### WORK REQUEST
Beginning with the line that has "Pin the neighboring", reproduce each remaining line of the data exactly, down to and including the last.

Stored items from a collection
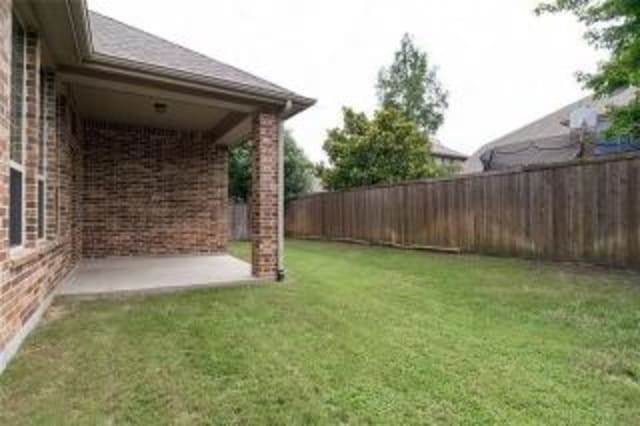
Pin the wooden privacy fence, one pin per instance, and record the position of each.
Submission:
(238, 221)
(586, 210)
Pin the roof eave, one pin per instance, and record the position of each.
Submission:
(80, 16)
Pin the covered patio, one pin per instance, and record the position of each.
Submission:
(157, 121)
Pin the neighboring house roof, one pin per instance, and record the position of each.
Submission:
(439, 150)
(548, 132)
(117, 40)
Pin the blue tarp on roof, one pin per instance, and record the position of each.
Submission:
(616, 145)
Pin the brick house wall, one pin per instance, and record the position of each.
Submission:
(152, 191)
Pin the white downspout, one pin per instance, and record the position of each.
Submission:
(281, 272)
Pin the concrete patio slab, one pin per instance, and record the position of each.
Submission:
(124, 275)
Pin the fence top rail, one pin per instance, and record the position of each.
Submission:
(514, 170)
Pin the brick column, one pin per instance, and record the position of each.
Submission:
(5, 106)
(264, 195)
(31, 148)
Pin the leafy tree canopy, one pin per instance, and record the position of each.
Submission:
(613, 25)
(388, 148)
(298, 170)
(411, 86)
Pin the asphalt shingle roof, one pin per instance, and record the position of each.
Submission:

### EXPECTED OUTPUT
Pin the neighboring house roof, one pin per instance, and record the position of each.
Submission:
(439, 150)
(548, 132)
(117, 40)
Pin the blue tarp on roof, one pin per instance, and record the position of each.
Submission:
(616, 145)
Pin the brick house wall, one pin per instance, and record the position of each.
Submission:
(152, 191)
Pin the white downspout, one pin per instance, and record the position of each.
Submission:
(281, 272)
Pin the concrete patio slab, one pin per instance, and record the position of each.
Submission:
(124, 275)
Pin the fence top rail, one pin per instance, and record the position of each.
Submission:
(514, 170)
Pin the brick column, one pin per instance, and record the position of each.
Submission:
(5, 106)
(264, 195)
(31, 148)
Pin the leafy tree canopy, one pin per instance, and record the position of each.
Submission:
(613, 25)
(388, 148)
(298, 170)
(411, 86)
Pin the asphalt shingle roof, one pin per instance, and record the position of each.
Submission:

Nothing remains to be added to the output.